> PARTS OF THE EXERCISE
(a) According to the Terbium overview, what tool lets Terbium compile to optimized native machine code?
(b) From the records, write out everything from the line containing "for every instance of the boy's face, set" down to the line containing "(1030, 611)", including both of those lines.

> DOCUMENT EXCERPT
++++++++

Terbium

Write bug-free code that runs at native performance with ease by using Terbium, a high-level programming language that doesn't compromise in performance, readability, reliability and developer experience. This is the rewrite branch of Terbium. See legacy Terbium here.

Specification

A semi-formal language specification can be found here. The specification may be outdated with this specific implementation.

Installation

Terbium is still a work in progress. If you want to:

• contribute to Terbium, you can clone this repository. See CONTRIBUTING.md for more information.
• use Terbium, see the quickstart guide for more information.

Why Terbium?

Terbium is designed to be:

• Concise. Write less code wherever possible. High-level constructs and language features make Terbium elegant to write.
• Readable. Being explicit and unambiguous in the code where needed while still being concise.
• Simple. Complexity is abstracted away from the developer when writing a Terbium program, but low-level features are still accessable whenever needed.
• Performant. With LLVM, Terbium can compile to optimized native machine code, so your high-level code won't compromise runtime performance. All abstractions in Terbium incur zero runtime overhead.
• Robust. Write error-free code with Terbium. Null is a concept that does not exist in Terbium, and all errors must explicitly be handled. Mutability is explicit and memory is automatically freed.
• Rapid. Rapid-prototyping and developer experience is just as important as runtime performance. A debug mode compiles semi-optimized code that compiles fast and suppresses pedantic errors as warnings.
• Typed. A comprehensive type system allows Terbium to infer the types of most values and functions at compile-time. If a type cannot be inferred, it must be explicitly specified.

Examples

Hello, world!

// Main function is recommended but not required
func main() {
    println("Hello, world!");
}

Fibonacci

func fib(n: uint) = if n <= 1 then n else fib(n - 1) + fib(n - 2);

func main() {
    (0..=10).map(fib).for_each(println);
}

Optional values

// Optional values are of type T? and can be either some(value) or none
// Any `value` of type T can coerce into T? by some(value).

++++++++

Pointing and labeling entries
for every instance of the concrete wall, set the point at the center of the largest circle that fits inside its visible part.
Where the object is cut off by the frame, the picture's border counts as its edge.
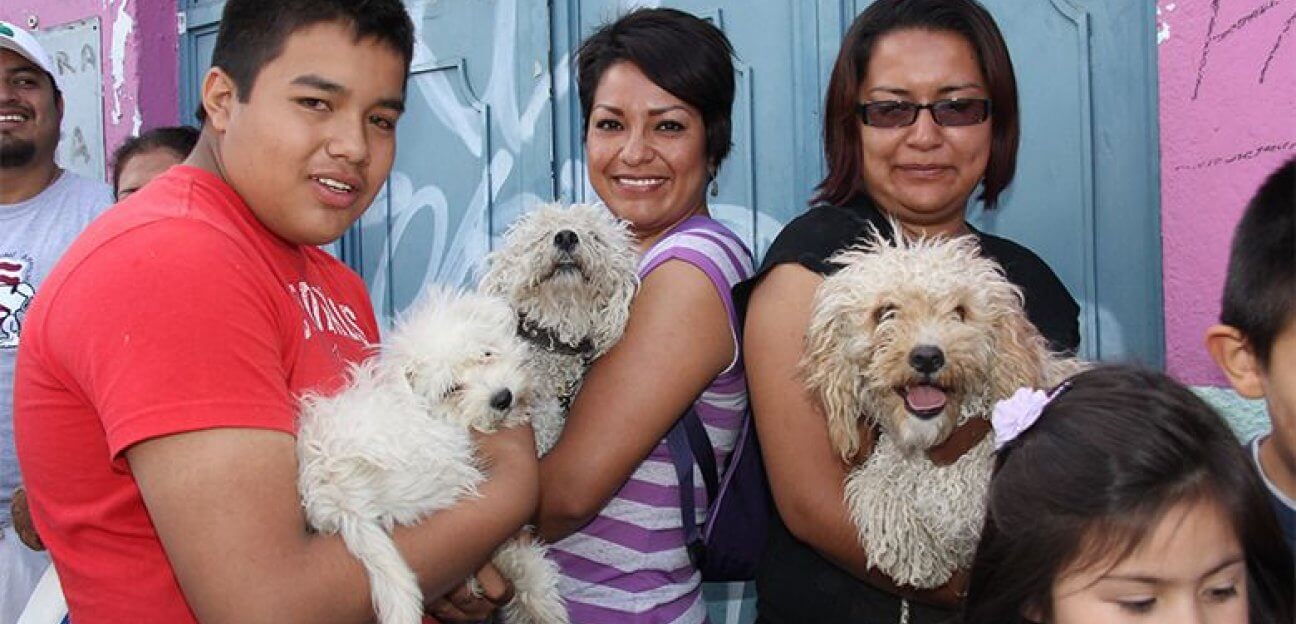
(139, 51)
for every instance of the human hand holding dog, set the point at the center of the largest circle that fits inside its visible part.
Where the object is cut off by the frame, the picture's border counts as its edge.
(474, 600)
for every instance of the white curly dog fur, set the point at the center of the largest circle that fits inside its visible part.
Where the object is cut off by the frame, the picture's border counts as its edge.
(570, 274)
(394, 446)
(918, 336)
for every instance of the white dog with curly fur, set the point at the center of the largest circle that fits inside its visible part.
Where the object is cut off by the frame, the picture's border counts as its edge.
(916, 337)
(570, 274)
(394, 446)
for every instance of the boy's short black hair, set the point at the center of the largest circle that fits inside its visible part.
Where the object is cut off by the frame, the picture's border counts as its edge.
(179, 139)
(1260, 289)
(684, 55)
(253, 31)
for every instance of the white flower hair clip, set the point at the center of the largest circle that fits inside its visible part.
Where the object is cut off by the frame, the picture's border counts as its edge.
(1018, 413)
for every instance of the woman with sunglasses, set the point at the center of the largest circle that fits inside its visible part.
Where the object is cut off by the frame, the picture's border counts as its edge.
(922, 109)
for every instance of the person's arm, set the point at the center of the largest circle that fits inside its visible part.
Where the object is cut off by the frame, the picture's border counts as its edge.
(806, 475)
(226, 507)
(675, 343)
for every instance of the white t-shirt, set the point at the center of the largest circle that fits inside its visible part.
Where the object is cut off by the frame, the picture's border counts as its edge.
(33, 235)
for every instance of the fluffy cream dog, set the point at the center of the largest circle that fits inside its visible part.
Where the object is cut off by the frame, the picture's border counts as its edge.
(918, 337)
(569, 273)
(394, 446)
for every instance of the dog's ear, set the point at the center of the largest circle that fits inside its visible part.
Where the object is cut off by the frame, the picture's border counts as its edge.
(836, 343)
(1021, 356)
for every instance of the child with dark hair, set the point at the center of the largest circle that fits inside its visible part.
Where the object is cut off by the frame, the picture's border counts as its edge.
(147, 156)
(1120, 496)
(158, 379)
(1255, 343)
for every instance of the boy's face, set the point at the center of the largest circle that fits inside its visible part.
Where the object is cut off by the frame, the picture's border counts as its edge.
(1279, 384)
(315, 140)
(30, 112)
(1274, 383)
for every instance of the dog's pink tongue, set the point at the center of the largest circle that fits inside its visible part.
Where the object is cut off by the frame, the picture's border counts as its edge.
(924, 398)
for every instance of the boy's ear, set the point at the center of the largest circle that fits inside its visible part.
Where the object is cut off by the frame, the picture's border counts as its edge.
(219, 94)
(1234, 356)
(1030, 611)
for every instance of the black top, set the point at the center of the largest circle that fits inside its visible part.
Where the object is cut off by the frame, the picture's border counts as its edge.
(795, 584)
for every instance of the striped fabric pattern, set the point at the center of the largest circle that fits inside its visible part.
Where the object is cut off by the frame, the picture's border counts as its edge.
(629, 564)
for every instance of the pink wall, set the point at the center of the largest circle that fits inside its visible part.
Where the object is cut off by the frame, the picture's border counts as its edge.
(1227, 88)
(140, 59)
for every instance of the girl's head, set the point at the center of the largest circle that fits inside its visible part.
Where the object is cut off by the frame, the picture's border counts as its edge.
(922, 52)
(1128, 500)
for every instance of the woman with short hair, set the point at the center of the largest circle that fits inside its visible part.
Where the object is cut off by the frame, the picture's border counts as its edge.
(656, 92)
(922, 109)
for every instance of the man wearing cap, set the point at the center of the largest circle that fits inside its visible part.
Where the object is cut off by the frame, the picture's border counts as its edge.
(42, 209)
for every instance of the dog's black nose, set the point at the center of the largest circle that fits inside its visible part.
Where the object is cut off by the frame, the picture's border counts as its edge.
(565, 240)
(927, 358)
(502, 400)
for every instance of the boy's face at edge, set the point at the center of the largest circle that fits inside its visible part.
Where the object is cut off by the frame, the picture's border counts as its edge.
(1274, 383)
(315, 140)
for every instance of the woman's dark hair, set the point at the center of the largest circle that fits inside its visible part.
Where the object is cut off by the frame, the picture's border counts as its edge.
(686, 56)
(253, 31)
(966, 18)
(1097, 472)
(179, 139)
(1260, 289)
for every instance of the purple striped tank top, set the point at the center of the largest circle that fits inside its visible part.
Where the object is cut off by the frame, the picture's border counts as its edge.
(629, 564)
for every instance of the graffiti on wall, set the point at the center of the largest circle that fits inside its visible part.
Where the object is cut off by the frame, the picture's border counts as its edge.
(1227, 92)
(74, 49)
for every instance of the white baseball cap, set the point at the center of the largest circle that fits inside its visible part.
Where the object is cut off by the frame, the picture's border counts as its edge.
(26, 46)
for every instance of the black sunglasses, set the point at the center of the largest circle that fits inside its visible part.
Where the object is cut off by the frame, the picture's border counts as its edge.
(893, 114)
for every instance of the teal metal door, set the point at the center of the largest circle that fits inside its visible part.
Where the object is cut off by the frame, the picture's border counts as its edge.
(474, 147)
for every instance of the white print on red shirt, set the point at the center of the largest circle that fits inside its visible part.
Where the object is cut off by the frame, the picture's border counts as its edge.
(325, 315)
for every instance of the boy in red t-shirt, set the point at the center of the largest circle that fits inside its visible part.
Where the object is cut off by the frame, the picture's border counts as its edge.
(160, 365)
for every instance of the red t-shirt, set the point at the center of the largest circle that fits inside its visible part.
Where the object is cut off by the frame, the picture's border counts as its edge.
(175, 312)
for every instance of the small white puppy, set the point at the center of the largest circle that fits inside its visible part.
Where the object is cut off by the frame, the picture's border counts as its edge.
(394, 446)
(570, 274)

++++++++

> ANSWERS FOR THIS EXERCISE
(a) LLVM

(b)
for every instance of the boy's face, set the point at the center of the largest circle that fits inside its visible part.
Where the object is cut off by the frame, the picture's border counts as its edge.
(1279, 384)
(315, 140)
(30, 112)
(1274, 383)
for every instance of the dog's pink tongue, set the point at the center of the largest circle that fits inside its visible part.
Where the object is cut off by the frame, the picture's border counts as its edge.
(924, 398)
for every instance of the boy's ear, set the point at the center of the largest circle that fits inside its visible part.
Where the object is cut off by the frame, the picture's border counts as its edge.
(219, 94)
(1234, 356)
(1030, 611)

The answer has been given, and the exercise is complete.